● SUPPLIED MATERIAL
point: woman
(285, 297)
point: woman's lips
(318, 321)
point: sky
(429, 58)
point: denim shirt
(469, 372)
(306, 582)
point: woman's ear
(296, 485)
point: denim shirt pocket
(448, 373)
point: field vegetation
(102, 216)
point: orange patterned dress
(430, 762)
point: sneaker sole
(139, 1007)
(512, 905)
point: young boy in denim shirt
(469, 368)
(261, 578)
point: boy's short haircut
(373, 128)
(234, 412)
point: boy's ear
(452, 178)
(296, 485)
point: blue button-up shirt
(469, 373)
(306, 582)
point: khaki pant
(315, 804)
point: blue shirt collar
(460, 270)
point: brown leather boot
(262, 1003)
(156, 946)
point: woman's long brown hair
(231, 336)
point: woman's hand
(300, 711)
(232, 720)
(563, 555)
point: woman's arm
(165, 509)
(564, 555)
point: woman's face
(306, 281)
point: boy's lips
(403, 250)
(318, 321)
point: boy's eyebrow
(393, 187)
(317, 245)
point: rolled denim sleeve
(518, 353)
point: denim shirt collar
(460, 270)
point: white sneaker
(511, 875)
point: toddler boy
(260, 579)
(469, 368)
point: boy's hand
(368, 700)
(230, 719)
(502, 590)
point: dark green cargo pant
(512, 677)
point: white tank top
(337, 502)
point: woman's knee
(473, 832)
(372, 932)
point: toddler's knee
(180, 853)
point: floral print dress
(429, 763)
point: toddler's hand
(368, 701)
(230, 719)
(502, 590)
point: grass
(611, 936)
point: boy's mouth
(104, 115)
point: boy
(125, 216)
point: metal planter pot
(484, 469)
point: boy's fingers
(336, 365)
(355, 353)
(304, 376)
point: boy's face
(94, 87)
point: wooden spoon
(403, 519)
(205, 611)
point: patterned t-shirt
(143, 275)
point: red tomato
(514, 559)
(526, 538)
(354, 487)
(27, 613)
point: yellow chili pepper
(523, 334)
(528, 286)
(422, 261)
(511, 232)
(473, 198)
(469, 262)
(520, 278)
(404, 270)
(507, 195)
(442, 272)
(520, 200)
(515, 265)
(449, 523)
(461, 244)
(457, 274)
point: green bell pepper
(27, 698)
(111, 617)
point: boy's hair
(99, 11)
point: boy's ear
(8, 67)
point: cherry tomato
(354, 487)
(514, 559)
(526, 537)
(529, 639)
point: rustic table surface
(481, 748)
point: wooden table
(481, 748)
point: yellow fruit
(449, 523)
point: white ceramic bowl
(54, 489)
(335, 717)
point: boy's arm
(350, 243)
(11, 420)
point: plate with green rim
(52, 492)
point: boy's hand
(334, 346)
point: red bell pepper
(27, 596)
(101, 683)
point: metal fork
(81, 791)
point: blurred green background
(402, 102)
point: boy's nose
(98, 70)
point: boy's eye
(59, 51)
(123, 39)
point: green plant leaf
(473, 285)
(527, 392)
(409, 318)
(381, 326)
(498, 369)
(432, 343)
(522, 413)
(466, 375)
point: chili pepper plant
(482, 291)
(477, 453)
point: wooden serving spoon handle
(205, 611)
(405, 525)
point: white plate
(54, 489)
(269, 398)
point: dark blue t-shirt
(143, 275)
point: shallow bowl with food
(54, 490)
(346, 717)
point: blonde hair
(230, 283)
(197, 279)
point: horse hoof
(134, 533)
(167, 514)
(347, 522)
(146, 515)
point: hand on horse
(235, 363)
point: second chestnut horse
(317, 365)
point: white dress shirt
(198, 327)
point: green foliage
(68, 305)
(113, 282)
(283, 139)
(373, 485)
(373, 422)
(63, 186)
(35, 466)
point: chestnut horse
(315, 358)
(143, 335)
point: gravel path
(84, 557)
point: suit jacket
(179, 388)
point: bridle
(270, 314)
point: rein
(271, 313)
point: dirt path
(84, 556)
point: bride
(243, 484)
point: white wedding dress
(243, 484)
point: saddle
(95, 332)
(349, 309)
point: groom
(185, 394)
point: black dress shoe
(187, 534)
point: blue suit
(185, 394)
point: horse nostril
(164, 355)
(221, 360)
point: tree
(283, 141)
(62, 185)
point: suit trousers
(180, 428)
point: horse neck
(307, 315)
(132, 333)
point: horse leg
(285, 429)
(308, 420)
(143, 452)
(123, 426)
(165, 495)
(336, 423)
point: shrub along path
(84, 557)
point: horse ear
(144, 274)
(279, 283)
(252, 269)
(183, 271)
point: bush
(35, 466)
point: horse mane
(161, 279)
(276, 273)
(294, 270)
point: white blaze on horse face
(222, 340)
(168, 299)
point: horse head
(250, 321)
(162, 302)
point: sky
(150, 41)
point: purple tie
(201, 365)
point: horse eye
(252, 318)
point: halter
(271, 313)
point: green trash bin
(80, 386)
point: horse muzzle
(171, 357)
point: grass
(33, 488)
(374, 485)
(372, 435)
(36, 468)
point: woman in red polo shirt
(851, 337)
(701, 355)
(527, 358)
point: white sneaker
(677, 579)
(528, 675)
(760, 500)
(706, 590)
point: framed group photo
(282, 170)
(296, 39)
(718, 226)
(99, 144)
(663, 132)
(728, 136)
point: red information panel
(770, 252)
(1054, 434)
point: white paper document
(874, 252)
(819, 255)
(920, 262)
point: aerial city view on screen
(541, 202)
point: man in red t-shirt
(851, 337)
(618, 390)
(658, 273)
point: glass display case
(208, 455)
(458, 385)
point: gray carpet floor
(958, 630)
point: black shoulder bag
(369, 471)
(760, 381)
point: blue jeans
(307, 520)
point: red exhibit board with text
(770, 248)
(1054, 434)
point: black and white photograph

● TASK PROMPT
Would you repeat each of the lines above exactly?

● ANSWER TO THE EXERCISE
point: woman
(285, 297)
point: woman's lips
(318, 321)
point: sky
(429, 58)
point: denim shirt
(469, 372)
(306, 582)
point: woman's ear
(296, 485)
point: denim shirt pocket
(448, 373)
point: field vegetation
(102, 216)
point: orange patterned dress
(430, 762)
point: sneaker sole
(139, 1007)
(512, 905)
point: young boy in denim shirt
(469, 368)
(261, 578)
point: boy's short haircut
(373, 128)
(234, 412)
point: boy's ear
(452, 178)
(296, 485)
point: blue button-up shirt
(469, 373)
(306, 582)
point: khaki pant
(315, 804)
point: blue shirt collar
(460, 270)
point: brown leather boot
(262, 1003)
(156, 946)
point: woman's long brown hair
(231, 336)
point: woman's hand
(300, 711)
(232, 720)
(563, 555)
point: woman's arm
(165, 509)
(564, 555)
point: woman's face
(306, 281)
point: boy's lips
(403, 250)
(318, 321)
point: boy's eyebrow
(393, 187)
(317, 245)
point: rolled denim sleeve
(518, 353)
point: denim shirt collar
(460, 270)
point: white sneaker
(511, 875)
point: toddler boy
(260, 579)
(469, 368)
point: boy's hand
(368, 700)
(230, 719)
(502, 590)
point: dark green cargo pant
(512, 677)
point: white tank top
(337, 502)
point: woman's knee
(473, 832)
(372, 932)
point: toddler's knee
(180, 853)
point: floral print dress
(429, 763)
point: toddler's hand
(368, 701)
(230, 719)
(502, 590)
point: grass
(611, 936)
point: boy's mouth
(104, 115)
point: boy
(125, 216)
point: metal planter pot
(484, 469)
point: boy's fingers
(336, 365)
(355, 353)
(304, 376)
point: boy's face
(94, 87)
point: wooden spoon
(403, 519)
(205, 611)
point: patterned t-shirt
(143, 275)
point: red tomato
(514, 559)
(526, 538)
(354, 487)
(27, 613)
point: yellow chili pepper
(523, 334)
(528, 286)
(422, 261)
(511, 232)
(473, 198)
(469, 262)
(520, 278)
(404, 270)
(507, 195)
(442, 272)
(520, 200)
(515, 265)
(449, 523)
(461, 244)
(457, 274)
point: green bell pepper
(27, 698)
(111, 617)
point: boy's hair
(99, 11)
point: boy's ear
(8, 67)
point: cherry tomato
(354, 487)
(514, 559)
(526, 537)
(529, 639)
point: rustic table surface
(481, 748)
point: wooden table
(481, 748)
point: yellow fruit
(449, 523)
point: white ceramic bowl
(54, 489)
(335, 717)
point: boy's arm
(350, 243)
(11, 420)
point: plate with green rim
(52, 492)
point: boy's hand
(334, 346)
point: red bell pepper
(27, 596)
(101, 683)
point: metal fork
(81, 791)
point: blurred green background
(402, 102)
point: boy's nose
(98, 70)
point: boy's eye
(59, 51)
(123, 39)
point: green plant leaf
(473, 285)
(527, 392)
(409, 318)
(381, 326)
(498, 369)
(432, 343)
(522, 413)
(466, 375)
point: chili pepper plant
(482, 291)
(477, 453)
point: wooden serving spoon handle
(205, 611)
(405, 525)
point: white plate
(54, 489)
(269, 398)
point: dark blue t-shirt
(143, 275)
point: shallow bowl with food
(54, 490)
(346, 717)
point: blonde hair
(230, 283)
(197, 279)
point: horse hoof
(134, 533)
(167, 514)
(347, 522)
(146, 515)
point: hand on horse
(235, 363)
point: second chestnut horse
(317, 365)
point: white dress shirt
(198, 327)
point: green foliage
(68, 305)
(113, 282)
(283, 139)
(373, 485)
(373, 422)
(63, 186)
(35, 466)
point: chestnut horse
(315, 358)
(143, 335)
point: gravel path
(84, 557)
point: suit jacket
(179, 388)
point: bridle
(270, 314)
point: rein
(271, 313)
point: dirt path
(84, 556)
point: bride
(243, 484)
point: white wedding dress
(243, 484)
point: saddle
(95, 332)
(349, 309)
point: groom
(185, 394)
point: black dress shoe
(187, 534)
point: blue suit
(185, 394)
point: horse nostril
(164, 355)
(221, 360)
point: tree
(283, 141)
(62, 185)
point: suit trousers
(180, 428)
point: horse neck
(307, 315)
(132, 333)
point: horse leg
(285, 429)
(308, 420)
(143, 452)
(123, 426)
(165, 495)
(336, 423)
point: shrub along path
(84, 557)
point: horse ear
(144, 274)
(279, 283)
(252, 269)
(183, 271)
point: bush
(35, 466)
point: horse mane
(161, 279)
(276, 273)
(294, 270)
point: white blaze on horse face
(222, 340)
(168, 299)
point: horse head
(250, 321)
(162, 302)
point: sky
(150, 41)
point: purple tie
(201, 365)
point: horse eye
(252, 318)
point: halter
(271, 313)
point: green trash bin
(80, 386)
point: horse muzzle
(171, 357)
point: grass
(33, 488)
(374, 485)
(372, 435)
(36, 468)
point: woman in red polo shirt
(851, 337)
(701, 355)
(527, 358)
point: white sneaker
(677, 579)
(528, 675)
(760, 500)
(706, 590)
point: framed group photo
(282, 170)
(296, 39)
(718, 226)
(99, 144)
(663, 132)
(728, 136)
point: red information panel
(770, 252)
(1054, 434)
point: white paper document
(874, 252)
(819, 255)
(920, 262)
point: aerial city view on screen
(541, 202)
point: man in red t-shirt
(851, 337)
(618, 390)
(658, 273)
point: glass display case
(208, 455)
(458, 385)
point: gray carpet floor
(958, 630)
point: black shoulder bag
(369, 471)
(760, 381)
point: blue jeans
(307, 520)
point: red exhibit board with text
(770, 248)
(1054, 434)
point: black and white photograph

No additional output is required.